Acórdão nº 1084/12.4TBPTL.G1.S1 de Supremo Tribunal de Justiça (Portugal), 20 de Janeiro de 2022

Magistrado ResponsávelMARIA DOS PRAZERES PIZARRO BELEZA
Data da Resolução20 de Janeiro de 2022
EmissorSupremo Tribunal de Justiça (Portugal)

Acordam, no Supremo Tribunal de Justiça: 1. AA instaurou contra BB uma acção na qual pediu que se declarasse “que o autor não é devedor de qualquer quantia à ré a título de tornas da partilha de bens comuns do casal”.

Para o efeito, e em síntese, alegou terem contraído casamento em 21 de Fevereiro de 1992, sem convenção antenupcial, casamento esse que veio a ser dissolvido por divórcio em 4 de Janeiro de 2008; que decidiram “não proceder à imediata partilha dos bens do casal”; que, em 28 de Fevereiro de 2011, celebraram, por documento particular, um “contrato-promessa de partilha de bens comuns”, do qual constava, segundo alega, “que o aqui A prometeu pagar a si mesmo a quantia de € 1 400 000,00 de tornas – cláusula terceira, alínea a)”, “assim como prometeu pagar à aqui Ré um milhão e quatrocentos mil euros a título de tornas, cláusula terceira, alínea b)”, a pagar quando “as dívidas das sociedades cujas quotas à Ré foram adjudicadas, às sociedades cujas quotas ao aqui Autor, também adjudicadas foram, estivessem integralmente pagas”; que, no entanto, não se percebe a razão deste pagamento à ré, porque foi o seu quinhão que ”foi preenchido por defeito e este teria direito a receber € 195.057,52 da ré BB”; que, em 7 de Abril seguinte, celebraram o contrato de partilha, por escritura pública na qual, por entre o mais, ambos declararam que “Feita a compensação entre o activo e o passivo não há lugar ao pagamento de tornas”; que, no entanto, “a ré entende que é credora de tornas no valor de 1.400.000,00 € sobre o autor”, o que além do mais constitui abuso de direito; mas que “nunca tal repartição de activos e passivos do património comum (onde a R a mais do que já levou teria direito a € 1 400 000,00), seria permitida face ao disposto de forma imperativa pelo art. 1730 do Código Civil”.

(O que se pede):
(a) Segundo o acórdão, em que data foi o casamento entre AA e BB dissolvido por divórcio?
(b) Reproduza fielmente o trecho do acórdão que começa em "Acórdão nº 1084/12.4TBPTL.G1.S1" e segue até "EmissorSupremo Tribunal de Justiça (Portugal)", inclusive.
(c) Prossiga o acórdão sobre as tornas da partilha de bens entre AA e BB a partir da última frase apresentada.

(Dados armazenados):
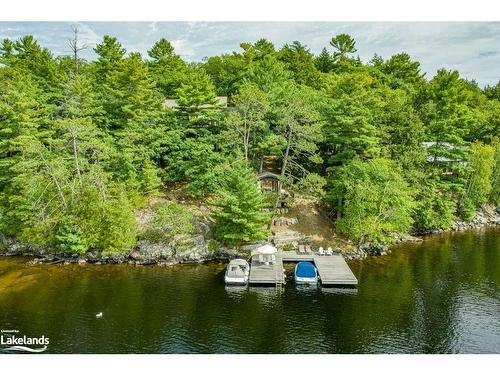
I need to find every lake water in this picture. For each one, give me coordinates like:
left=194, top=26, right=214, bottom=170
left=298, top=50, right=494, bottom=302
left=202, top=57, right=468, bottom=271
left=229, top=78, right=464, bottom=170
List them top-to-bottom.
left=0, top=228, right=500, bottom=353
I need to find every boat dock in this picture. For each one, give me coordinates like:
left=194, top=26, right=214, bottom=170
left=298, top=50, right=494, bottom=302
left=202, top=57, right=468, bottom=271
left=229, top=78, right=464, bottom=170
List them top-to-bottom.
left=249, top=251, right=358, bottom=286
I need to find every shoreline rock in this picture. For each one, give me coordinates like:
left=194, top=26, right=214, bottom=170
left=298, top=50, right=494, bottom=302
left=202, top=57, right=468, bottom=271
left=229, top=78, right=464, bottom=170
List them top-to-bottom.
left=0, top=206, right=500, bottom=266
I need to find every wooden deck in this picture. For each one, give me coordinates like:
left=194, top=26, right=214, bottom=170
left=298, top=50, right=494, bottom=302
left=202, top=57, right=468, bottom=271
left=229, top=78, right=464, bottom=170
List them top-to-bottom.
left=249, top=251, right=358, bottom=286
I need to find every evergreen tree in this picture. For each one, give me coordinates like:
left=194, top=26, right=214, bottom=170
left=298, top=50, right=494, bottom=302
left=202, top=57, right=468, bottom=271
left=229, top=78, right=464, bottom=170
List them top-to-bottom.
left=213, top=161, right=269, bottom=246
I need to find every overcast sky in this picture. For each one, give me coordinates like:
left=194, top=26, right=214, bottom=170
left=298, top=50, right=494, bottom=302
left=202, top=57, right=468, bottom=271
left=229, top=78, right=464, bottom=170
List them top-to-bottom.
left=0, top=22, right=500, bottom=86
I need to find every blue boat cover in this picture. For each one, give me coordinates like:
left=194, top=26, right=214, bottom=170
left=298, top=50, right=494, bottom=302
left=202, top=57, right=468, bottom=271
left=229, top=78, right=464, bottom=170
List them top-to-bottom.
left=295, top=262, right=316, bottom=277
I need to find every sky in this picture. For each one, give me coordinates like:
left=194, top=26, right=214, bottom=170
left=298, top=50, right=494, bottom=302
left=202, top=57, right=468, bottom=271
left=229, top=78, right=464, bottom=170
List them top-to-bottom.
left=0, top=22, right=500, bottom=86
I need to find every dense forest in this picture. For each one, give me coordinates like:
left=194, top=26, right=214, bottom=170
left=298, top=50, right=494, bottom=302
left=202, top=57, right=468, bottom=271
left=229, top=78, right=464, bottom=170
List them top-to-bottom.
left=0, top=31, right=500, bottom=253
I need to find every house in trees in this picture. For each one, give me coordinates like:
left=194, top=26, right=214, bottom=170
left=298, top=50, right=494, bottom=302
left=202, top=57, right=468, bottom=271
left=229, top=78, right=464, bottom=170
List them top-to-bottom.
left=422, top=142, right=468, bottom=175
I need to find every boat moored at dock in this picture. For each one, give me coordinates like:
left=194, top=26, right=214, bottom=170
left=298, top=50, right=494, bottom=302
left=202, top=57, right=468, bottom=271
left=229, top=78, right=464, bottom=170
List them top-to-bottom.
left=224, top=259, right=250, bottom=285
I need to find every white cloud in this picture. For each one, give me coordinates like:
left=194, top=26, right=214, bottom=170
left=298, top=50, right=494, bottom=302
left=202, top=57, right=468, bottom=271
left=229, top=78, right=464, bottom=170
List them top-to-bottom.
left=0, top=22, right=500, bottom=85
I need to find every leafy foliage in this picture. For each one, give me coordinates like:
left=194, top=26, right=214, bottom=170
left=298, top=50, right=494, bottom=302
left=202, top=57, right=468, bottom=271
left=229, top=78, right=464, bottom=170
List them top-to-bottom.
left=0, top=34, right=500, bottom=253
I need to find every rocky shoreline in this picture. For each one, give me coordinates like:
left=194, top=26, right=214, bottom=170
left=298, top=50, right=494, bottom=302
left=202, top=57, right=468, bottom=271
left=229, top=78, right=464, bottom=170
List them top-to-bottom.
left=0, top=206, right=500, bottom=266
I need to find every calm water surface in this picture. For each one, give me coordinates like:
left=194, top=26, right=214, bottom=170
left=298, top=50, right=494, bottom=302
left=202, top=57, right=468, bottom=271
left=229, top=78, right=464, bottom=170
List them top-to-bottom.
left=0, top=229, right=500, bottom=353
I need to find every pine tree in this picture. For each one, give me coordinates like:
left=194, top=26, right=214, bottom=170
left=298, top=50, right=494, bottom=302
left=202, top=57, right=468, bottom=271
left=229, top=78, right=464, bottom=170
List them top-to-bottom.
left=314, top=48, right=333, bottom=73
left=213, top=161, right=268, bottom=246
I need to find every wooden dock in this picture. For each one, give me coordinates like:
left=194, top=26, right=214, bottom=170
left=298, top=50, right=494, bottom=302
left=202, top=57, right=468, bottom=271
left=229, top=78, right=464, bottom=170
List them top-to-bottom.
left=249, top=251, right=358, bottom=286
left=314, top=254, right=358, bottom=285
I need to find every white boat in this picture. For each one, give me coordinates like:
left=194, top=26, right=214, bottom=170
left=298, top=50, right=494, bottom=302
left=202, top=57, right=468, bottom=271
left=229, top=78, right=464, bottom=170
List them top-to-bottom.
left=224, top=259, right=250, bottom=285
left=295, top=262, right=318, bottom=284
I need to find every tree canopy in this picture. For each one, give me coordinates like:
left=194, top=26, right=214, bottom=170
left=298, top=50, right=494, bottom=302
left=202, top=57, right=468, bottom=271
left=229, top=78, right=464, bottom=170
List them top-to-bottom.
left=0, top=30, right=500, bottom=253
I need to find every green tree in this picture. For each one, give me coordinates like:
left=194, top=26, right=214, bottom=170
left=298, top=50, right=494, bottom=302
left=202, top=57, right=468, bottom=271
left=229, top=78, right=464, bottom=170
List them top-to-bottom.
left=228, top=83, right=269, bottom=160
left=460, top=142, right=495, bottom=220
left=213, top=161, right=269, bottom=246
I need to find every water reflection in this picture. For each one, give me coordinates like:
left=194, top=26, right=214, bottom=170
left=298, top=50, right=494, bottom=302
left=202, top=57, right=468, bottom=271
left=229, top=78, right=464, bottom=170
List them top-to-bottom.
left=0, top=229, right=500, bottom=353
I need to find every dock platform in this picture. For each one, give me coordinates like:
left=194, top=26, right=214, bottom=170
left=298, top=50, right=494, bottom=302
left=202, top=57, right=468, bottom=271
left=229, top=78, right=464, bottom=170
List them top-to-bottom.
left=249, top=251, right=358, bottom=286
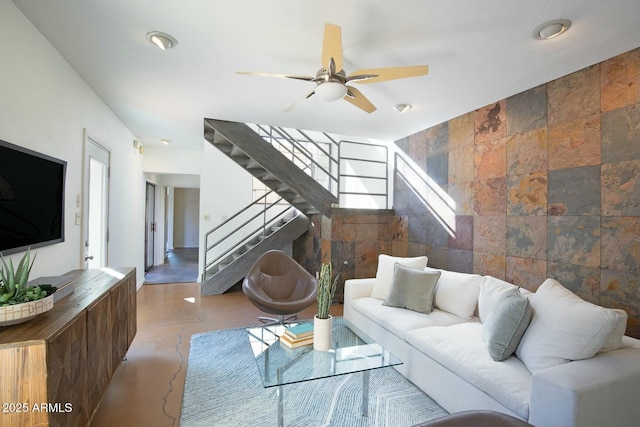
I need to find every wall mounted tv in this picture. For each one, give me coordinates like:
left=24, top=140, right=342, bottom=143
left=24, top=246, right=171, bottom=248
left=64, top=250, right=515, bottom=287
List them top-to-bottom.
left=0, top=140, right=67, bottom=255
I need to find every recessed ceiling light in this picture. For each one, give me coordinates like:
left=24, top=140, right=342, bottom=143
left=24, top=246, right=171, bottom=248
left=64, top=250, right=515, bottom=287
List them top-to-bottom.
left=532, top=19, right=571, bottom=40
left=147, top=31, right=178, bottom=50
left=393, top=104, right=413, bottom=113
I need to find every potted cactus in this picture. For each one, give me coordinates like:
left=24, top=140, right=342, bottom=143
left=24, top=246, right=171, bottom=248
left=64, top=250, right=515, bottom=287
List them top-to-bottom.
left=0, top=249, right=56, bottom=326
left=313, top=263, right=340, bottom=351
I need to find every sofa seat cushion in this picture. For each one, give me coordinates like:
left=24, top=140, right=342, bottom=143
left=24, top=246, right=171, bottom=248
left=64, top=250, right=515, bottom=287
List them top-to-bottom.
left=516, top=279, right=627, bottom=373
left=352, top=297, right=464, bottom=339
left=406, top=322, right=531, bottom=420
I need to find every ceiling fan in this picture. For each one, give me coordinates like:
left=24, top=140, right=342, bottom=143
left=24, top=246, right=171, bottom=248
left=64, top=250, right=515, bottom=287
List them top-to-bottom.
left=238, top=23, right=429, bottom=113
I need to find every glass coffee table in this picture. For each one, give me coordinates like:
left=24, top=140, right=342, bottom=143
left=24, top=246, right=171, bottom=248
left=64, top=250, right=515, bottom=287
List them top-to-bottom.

(Respostas por tarefa):
(a) Em 4 de Janeiro de 2008.

(b)
Acórdão nº 1084/12.4TBPTL.G1.S1 de Supremo Tribunal de Justiça (Portugal), 20 de Janeiro de 2022

Magistrado ResponsávelMARIA DOS PRAZERES PIZARRO BELEZA
Data da Resolução20 de Janeiro de 2022
EmissorSupremo Tribunal de Justiça (Portugal)

(c)
A ré contestou, concluindo que devia ser absolvida do pedido, e deduzindo reconvenção, na qual pediu (a) que a escritura de partilha fosse declarada “um documento falso, no que se refere ao valor atribuído aos bens e na parte em que se declara que «Feita a compensação entre o activo e o passivo, não há lugar ao pagamento de tornas»”, declaração que ficou na escritura a pedido do autor; (b) que se declarasse “que assiste à ré o direito a receber do autor, a título de tornas, a quantia de € 1 400 000,00” (c) que o autor fosse condenado a pagar-lhe “a quantia de € 1 400 000,00, a título de tornas devidas por efeito da partilha dos bens comuns do casal, acrescida de juros moratórios, contados sobre o capital em dívida à taxa legal de 4% ao ano, desde a data da citação até efectivo e integral pagamento” e, subsidiariamente, a mesma condenação, por enriquecimento sem causa.

O autor replicou. Sustentou a inadmissibilidade da reconvenção, respondeu e pediu, “caso a acção improceda e por mera cautela”, que se declarasse “que nos termos da cláusula 4.ª do contrato promessa de partilha (…) só está obrigado a pagar 1 400 000,00 a título de tornas à ré, depois de que as sociedades comerciais A..., Lda. e I..., Lda., paguem às sociedades D..., Lda. e Im..., Lda., a quantia de € 1 400 000,00” e que “não são devidos quaisquer montantes a título de juros pelo A à R".

A ré treplicou, respondendo às excepções opostas à reconvenção.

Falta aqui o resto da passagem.